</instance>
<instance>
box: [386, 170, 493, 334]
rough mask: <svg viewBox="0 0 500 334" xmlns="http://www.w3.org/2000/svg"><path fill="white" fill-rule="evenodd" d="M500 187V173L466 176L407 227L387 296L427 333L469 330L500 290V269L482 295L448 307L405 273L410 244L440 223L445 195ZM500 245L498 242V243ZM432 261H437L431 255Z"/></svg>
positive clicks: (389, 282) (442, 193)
--
**Aim of the task:**
Each record has to be given again exactly as written.

**Written solution:**
</instance>
<instance>
box: [386, 170, 493, 334]
rough mask: <svg viewBox="0 0 500 334" xmlns="http://www.w3.org/2000/svg"><path fill="white" fill-rule="evenodd" d="M500 187V173L466 176L407 227L387 296L427 333L469 330L500 290V269L482 295L448 307L405 273L410 244L440 223L445 195ZM500 245L498 242V243ZM432 261H437L431 255Z"/></svg>
positive clicks: (389, 282) (442, 193)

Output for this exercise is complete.